• Selection:
* * * * * * *

E. J. "Jake" Garn, Chairperson
Robert H. Daines
Joel C. Peterson

        THE BOARD OF DIRECTORS UNANIMOUSLY RECOMMENDS THAT THE SHAREHOLDERS VOTE IN FAVOR OF THE PROPOSAL TO RATIFY THE SELECTION OF KPMG LLP AS INDEPENDENT AUDITORS FOR THE COMPANY FOR THE FISCAL YEAR ENDING AUGUST 31, 2004.

OTHER MATTERS

        As of the date of this Proxy Statement, the Board of Directors knows of no other matters to be presented for action at the meeting. However, if any further business should properly come before the meeting, the persons named as proxies in the accompanying form will vote on such business in accordance with their best judgment.

PROPOSALS OF SHAREHOLDERS

        Proposals which shareholders intend to present at the annual meeting of shareholders to be held in calendar 2005 must be received by Val John Christensen, Executive Vice President, Secretary and General Counsel of the Company, at the Company's executive offices (2200 West Parkway Boulevard, Salt Lake City, Utah 84119-2331) no later than August 15, 2004.

ADDITIONAL INFORMATION

        FranklinCovey will provide without charge to any person from whom a Proxy is solicited by the Board of Directors, upon the written request of such person, a copy of the Company's 2003 Annual Report on Form 10-K, including the financial statements and schedules thereto (as well as exhibits thereto, if specifically requested), required to be filed with the Securities and Exchange Commission. Written requests for such information should be directed to Franklin Covey Co., Investor Relations Department, 2200 West Parkway Boulevard, Salt Lake City, Utah 84119-2331, Attn: Mr. Richard Putnam.


APPENDIX A

Franklin Covey Co.
Audit Committee Charter
Adopted November 8, 2002
Duties and Responsibilities of the
Audit Committee

Purpose

The Audit Committee (the "Committee") of the Board of Directors (the "Board") of Franklin Covey Co. (the "Company"), at the direction of the Board, oversees the quality and integrity of the accounting, auditing, and reporting practices of the Company, and such other duties as directed by the Board. The Committee focuses on, among other things, the qualitative aspects of the Company's (a) financial statements, (b) processes to manage business and financial risk, (c) internal audit procedures and performance of the independent auditor, and (d) compliance with legal, ethical, and regulatory requirements. The Committee appoints, determines compensation for, and oversees the independent auditor engaged to prepare or issue audit reports on the financial statements of the Company. The Committee prepares all Committee reports required pursuant to the Securities and Exchange Commission's ("SEC") rules and regulations.

* * * * * * *

Pointing dataset excerpts:

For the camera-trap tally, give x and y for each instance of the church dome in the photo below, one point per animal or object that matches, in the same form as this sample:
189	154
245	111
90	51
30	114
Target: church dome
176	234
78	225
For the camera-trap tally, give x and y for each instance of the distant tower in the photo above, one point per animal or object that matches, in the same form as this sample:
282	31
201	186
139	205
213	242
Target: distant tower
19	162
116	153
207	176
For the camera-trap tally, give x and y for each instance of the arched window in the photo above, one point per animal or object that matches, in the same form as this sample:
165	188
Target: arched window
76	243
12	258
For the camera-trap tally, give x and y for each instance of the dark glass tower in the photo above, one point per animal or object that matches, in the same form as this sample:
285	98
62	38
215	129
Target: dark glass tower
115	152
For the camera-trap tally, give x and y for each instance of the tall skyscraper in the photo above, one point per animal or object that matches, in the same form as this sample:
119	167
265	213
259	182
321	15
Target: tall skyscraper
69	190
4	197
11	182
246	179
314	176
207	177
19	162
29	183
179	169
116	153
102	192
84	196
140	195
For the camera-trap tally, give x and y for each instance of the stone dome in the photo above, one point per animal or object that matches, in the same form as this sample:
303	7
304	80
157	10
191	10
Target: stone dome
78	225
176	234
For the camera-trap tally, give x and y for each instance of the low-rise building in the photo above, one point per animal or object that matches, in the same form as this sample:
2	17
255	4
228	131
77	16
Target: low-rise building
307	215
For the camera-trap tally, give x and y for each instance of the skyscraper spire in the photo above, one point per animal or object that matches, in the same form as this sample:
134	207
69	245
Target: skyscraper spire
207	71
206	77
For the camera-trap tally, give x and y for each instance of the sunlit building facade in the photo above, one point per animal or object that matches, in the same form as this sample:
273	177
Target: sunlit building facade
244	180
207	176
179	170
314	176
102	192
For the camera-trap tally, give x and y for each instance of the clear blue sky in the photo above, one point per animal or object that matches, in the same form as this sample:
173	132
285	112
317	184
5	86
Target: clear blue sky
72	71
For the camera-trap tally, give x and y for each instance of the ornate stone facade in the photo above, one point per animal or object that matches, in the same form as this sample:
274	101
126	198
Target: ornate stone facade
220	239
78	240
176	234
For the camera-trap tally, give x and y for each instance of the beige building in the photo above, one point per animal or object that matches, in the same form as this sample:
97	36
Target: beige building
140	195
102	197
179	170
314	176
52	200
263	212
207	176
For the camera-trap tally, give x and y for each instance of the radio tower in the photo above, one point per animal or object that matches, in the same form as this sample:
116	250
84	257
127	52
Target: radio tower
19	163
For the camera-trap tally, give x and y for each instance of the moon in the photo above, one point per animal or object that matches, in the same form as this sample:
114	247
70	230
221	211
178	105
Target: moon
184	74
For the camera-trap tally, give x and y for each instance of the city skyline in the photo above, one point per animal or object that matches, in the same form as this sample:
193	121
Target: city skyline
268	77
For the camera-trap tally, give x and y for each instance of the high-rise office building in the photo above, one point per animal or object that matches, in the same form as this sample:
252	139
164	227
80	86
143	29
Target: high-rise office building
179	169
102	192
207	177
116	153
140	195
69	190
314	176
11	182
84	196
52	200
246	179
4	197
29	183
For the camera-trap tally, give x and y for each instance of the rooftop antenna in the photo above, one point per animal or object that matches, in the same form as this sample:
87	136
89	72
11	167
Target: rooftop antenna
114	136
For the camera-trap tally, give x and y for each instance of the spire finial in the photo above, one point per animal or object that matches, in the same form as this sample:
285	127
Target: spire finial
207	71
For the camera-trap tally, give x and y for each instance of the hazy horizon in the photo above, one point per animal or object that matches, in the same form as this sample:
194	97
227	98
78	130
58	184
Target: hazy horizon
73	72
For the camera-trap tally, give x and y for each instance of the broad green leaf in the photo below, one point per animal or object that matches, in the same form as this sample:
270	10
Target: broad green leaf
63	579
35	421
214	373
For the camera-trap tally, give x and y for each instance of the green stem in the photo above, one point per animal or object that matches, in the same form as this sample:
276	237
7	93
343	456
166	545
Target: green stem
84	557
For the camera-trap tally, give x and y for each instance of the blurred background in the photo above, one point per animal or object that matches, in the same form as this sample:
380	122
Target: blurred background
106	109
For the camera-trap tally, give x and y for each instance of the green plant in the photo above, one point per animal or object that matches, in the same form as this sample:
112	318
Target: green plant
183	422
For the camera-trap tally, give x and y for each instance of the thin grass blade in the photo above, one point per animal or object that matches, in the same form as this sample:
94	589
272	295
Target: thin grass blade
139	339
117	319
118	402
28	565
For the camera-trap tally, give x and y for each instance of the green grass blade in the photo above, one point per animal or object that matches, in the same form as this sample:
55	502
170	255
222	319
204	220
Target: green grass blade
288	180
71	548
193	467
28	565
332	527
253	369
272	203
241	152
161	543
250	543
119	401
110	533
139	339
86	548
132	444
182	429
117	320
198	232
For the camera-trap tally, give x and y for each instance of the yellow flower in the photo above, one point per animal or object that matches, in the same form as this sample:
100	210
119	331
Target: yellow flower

* * * * * * *

• Complete the following:
**a)** According to the proxy statement excerpt, by what date must shareholder proposals for the 2005 annual meeting be received?
**b)** Please pick out every row containing the word "facade".

• Worked answers:
**a)** August 15, 2004.

**b)**
For the camera-trap tally, give x and y for each instance of the sunlit building facade in the photo above, one point per animal or object that matches, in the same form as this sample:
Target: sunlit building facade
For the camera-trap tally, give x and y for each instance of the ornate stone facade in the photo above, one point per animal or object that matches, in the same form as this sample:
Target: ornate stone facade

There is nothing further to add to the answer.